▸ DIRECTIONS FOR THIS TASK
Put each line of the entries below into a Markdown table with the columns No. and Line. Give every line its row number, and leave out blank lines.

Bounding-box records
+++
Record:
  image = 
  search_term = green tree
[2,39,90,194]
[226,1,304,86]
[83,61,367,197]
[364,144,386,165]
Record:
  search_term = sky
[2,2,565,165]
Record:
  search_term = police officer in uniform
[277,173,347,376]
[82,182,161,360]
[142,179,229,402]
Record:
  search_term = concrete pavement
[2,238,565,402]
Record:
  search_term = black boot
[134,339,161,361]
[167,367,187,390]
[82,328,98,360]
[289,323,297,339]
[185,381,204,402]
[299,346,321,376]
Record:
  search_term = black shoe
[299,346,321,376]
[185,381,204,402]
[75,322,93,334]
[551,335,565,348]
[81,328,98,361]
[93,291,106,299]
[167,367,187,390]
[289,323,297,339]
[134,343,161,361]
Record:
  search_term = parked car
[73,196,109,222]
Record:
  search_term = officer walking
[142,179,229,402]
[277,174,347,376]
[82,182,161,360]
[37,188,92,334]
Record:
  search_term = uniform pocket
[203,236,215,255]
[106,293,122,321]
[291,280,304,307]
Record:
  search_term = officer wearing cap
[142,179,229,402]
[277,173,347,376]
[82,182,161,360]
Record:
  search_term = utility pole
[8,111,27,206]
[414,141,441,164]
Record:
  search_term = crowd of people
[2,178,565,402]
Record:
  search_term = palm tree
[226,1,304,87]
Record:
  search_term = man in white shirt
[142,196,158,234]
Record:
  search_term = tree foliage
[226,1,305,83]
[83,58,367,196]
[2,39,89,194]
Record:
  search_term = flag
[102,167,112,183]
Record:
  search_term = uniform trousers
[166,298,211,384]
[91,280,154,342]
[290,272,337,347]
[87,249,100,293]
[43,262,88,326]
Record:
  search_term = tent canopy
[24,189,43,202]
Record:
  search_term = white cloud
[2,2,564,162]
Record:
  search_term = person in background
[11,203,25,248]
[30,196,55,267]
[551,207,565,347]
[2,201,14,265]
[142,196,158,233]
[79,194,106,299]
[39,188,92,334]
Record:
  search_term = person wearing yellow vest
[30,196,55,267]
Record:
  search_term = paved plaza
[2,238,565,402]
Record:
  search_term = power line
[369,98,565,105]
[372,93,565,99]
+++
▸ SOLUTION FOR THIS TASK
| No. | Line |
|---|---|
| 1 | Record: |
| 2 |   image =  |
| 3 |   search_term = green tree |
| 4 | [2,39,90,194] |
| 5 | [226,1,304,86] |
| 6 | [83,61,367,197] |
| 7 | [364,144,386,165] |
| 8 | Record: |
| 9 |   search_term = sky |
| 10 | [2,2,565,165] |
| 11 | Record: |
| 12 |   search_term = police officer in uniform |
| 13 | [277,173,347,376] |
| 14 | [82,182,161,360] |
| 15 | [142,179,229,402] |
| 16 | Record: |
| 17 |   search_term = concrete pavement |
| 18 | [2,238,565,402] |
| 19 | Record: |
| 20 |   search_term = black boot |
| 21 | [134,339,161,361] |
| 22 | [167,367,187,390] |
| 23 | [82,328,98,360] |
| 24 | [289,323,297,339] |
| 25 | [185,381,204,402] |
| 26 | [299,346,321,376] |
| 27 | Record: |
| 28 |   search_term = black shoe |
| 29 | [299,346,321,376] |
| 30 | [185,381,204,402] |
| 31 | [75,322,93,334] |
| 32 | [551,335,565,348] |
| 33 | [81,328,98,361] |
| 34 | [93,291,106,299] |
| 35 | [167,367,187,390] |
| 36 | [289,323,297,339] |
| 37 | [134,343,161,361] |
| 38 | Record: |
| 39 |   search_term = parked car |
| 40 | [73,196,109,222] |
| 41 | Record: |
| 42 |   search_term = officer walking |
| 43 | [142,179,229,402] |
| 44 | [277,174,347,376] |
| 45 | [82,182,161,360] |
| 46 | [37,188,92,334] |
| 47 | Record: |
| 48 |   search_term = uniform pocket |
| 49 | [203,236,215,255] |
| 50 | [106,293,122,321] |
| 51 | [291,280,304,307] |
| 52 | Record: |
| 53 |   search_term = officer wearing cap |
| 54 | [142,179,229,402] |
| 55 | [277,173,347,376] |
| 56 | [82,182,161,360] |
| 57 | Record: |
| 58 |   search_term = utility pole |
| 59 | [8,111,27,206] |
| 60 | [414,141,441,164] |
| 61 | Record: |
| 62 |   search_term = crowd of people |
| 63 | [2,178,565,402] |
| 64 | Record: |
| 65 |   search_term = palm tree |
| 66 | [226,1,304,87] |
| 67 | Record: |
| 68 |   search_term = man in white shirt |
| 69 | [142,196,158,234] |
| 70 | Record: |
| 71 |   search_term = tree foliage |
| 72 | [226,1,305,83] |
| 73 | [83,58,367,196] |
| 74 | [2,39,89,194] |
| 75 | Record: |
| 76 |   search_term = flag |
| 77 | [102,167,112,183] |
| 78 | Record: |
| 79 |   search_term = uniform trousers |
| 80 | [166,298,211,384] |
| 81 | [91,280,154,342] |
| 82 | [290,272,337,347] |
| 83 | [87,249,100,293] |
| 84 | [43,262,88,326] |
| 85 | Record: |
| 86 |   search_term = tent canopy |
| 87 | [24,189,43,202] |
| 88 | Record: |
| 89 |   search_term = white cloud |
| 90 | [2,2,564,162] |
| 91 | Record: |
| 92 |   search_term = person in background |
| 93 | [11,203,25,248] |
| 94 | [30,196,55,267] |
| 95 | [551,207,565,347] |
| 96 | [2,201,14,265] |
| 97 | [142,196,158,233] |
| 98 | [79,194,106,299] |
| 99 | [39,188,92,334] |
| 100 | Record: |
| 101 |   search_term = person wearing yellow vest |
| 102 | [30,196,55,267] |
| 103 | Record: |
| 104 |   search_term = paved plaza |
| 105 | [2,238,565,402] |
| 106 | Record: |
| 107 |   search_term = power line |
| 108 | [369,98,565,105] |
| 109 | [372,93,565,99] |